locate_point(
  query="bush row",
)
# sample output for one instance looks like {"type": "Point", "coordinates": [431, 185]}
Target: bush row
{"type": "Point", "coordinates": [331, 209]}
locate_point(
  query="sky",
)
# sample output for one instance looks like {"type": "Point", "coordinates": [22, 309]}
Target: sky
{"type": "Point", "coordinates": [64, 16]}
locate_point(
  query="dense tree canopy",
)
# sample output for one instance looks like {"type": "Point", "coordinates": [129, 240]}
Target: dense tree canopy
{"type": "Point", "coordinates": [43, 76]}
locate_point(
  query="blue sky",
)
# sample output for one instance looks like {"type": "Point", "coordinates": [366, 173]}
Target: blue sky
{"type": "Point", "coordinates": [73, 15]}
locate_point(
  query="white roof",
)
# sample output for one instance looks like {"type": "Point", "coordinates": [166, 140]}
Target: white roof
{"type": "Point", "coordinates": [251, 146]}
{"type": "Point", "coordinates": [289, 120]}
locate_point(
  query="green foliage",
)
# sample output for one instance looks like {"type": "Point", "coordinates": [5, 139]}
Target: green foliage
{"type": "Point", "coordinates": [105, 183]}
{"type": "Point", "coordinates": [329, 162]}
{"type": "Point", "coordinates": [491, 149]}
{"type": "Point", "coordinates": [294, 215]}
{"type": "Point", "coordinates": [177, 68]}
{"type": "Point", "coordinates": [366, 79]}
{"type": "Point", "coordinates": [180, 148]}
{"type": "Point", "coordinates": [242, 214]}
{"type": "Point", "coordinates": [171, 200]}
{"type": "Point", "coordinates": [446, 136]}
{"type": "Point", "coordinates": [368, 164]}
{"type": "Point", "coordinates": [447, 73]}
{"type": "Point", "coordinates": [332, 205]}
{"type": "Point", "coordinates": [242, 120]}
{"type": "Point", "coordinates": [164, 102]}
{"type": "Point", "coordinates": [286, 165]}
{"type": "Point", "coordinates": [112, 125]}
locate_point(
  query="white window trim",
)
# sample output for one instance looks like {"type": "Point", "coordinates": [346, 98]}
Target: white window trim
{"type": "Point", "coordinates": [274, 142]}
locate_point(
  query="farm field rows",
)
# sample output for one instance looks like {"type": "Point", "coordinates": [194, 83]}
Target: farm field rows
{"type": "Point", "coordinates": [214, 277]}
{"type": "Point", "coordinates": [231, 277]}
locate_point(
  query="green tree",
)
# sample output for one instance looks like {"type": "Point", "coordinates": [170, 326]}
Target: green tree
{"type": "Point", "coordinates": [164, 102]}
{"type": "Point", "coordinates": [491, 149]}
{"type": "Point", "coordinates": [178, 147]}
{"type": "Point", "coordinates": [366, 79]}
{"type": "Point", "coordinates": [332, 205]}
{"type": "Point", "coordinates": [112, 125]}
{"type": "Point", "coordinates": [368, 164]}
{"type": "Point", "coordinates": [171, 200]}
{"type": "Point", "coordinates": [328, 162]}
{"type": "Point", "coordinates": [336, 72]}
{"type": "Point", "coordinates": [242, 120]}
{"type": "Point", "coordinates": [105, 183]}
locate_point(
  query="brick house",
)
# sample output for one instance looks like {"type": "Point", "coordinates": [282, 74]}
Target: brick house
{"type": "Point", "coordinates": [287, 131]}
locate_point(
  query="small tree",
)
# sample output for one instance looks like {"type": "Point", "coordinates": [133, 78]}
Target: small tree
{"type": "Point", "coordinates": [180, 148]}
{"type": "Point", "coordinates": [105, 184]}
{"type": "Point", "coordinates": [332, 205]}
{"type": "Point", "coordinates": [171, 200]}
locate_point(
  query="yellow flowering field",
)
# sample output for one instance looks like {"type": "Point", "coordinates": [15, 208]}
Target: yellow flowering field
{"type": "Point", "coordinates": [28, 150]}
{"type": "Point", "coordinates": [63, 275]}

════════════════

» TASK ITEM
Restate each record exactly as written.

» EXERCISE OUTPUT
locate_point(
  query="bush row",
)
# sample output for one instance looks like {"type": "Point", "coordinates": [431, 185]}
Target: bush row
{"type": "Point", "coordinates": [331, 209]}
locate_point(
  query="sky",
)
# sample output for one instance looks like {"type": "Point", "coordinates": [22, 309]}
Target: sky
{"type": "Point", "coordinates": [64, 16]}
locate_point(
  query="dense tree canopy",
)
# sample output for one instance looks like {"type": "Point", "coordinates": [129, 240]}
Target: dense tree canopy
{"type": "Point", "coordinates": [43, 76]}
locate_point(
  query="blue sky",
)
# sample output for one instance looks like {"type": "Point", "coordinates": [366, 173]}
Target: blue sky
{"type": "Point", "coordinates": [73, 15]}
locate_point(
  query="white roof",
)
# sample output for one instance looks like {"type": "Point", "coordinates": [166, 140]}
Target: white roof
{"type": "Point", "coordinates": [251, 146]}
{"type": "Point", "coordinates": [289, 120]}
locate_point(
  query="green foliage",
)
# sample output for one instance looks like {"type": "Point", "coordinates": [5, 139]}
Target: green foliage
{"type": "Point", "coordinates": [105, 183]}
{"type": "Point", "coordinates": [329, 162]}
{"type": "Point", "coordinates": [491, 149]}
{"type": "Point", "coordinates": [294, 215]}
{"type": "Point", "coordinates": [177, 68]}
{"type": "Point", "coordinates": [366, 79]}
{"type": "Point", "coordinates": [180, 148]}
{"type": "Point", "coordinates": [242, 214]}
{"type": "Point", "coordinates": [171, 200]}
{"type": "Point", "coordinates": [446, 136]}
{"type": "Point", "coordinates": [368, 164]}
{"type": "Point", "coordinates": [447, 73]}
{"type": "Point", "coordinates": [332, 205]}
{"type": "Point", "coordinates": [242, 120]}
{"type": "Point", "coordinates": [164, 102]}
{"type": "Point", "coordinates": [286, 165]}
{"type": "Point", "coordinates": [112, 125]}
locate_point(
  query="white window trim",
)
# sample output for one instance looks like {"type": "Point", "coordinates": [346, 98]}
Target: white window trim
{"type": "Point", "coordinates": [274, 142]}
locate_point(
  query="farm field rows",
)
# sample output for one instance looks like {"type": "Point", "coordinates": [194, 83]}
Target: farm field rows
{"type": "Point", "coordinates": [214, 277]}
{"type": "Point", "coordinates": [231, 277]}
locate_point(
  query="green tree",
)
# sample output for one instance looks like {"type": "Point", "coordinates": [170, 326]}
Target: green tree
{"type": "Point", "coordinates": [164, 102]}
{"type": "Point", "coordinates": [491, 149]}
{"type": "Point", "coordinates": [178, 147]}
{"type": "Point", "coordinates": [366, 79]}
{"type": "Point", "coordinates": [332, 205]}
{"type": "Point", "coordinates": [112, 125]}
{"type": "Point", "coordinates": [368, 164]}
{"type": "Point", "coordinates": [171, 200]}
{"type": "Point", "coordinates": [328, 162]}
{"type": "Point", "coordinates": [336, 72]}
{"type": "Point", "coordinates": [242, 120]}
{"type": "Point", "coordinates": [105, 183]}
locate_point(
  query="brick house",
)
# sample output for one instance looks like {"type": "Point", "coordinates": [282, 74]}
Target: brick house
{"type": "Point", "coordinates": [287, 131]}
locate_point(
  query="small tree",
)
# sample output for one instance looks like {"type": "Point", "coordinates": [133, 78]}
Target: small tree
{"type": "Point", "coordinates": [180, 148]}
{"type": "Point", "coordinates": [105, 184]}
{"type": "Point", "coordinates": [332, 205]}
{"type": "Point", "coordinates": [171, 200]}
locate_point(
  query="yellow flowering field",
)
# sample output for one instance looks like {"type": "Point", "coordinates": [15, 208]}
Target: yellow flowering field
{"type": "Point", "coordinates": [28, 150]}
{"type": "Point", "coordinates": [63, 275]}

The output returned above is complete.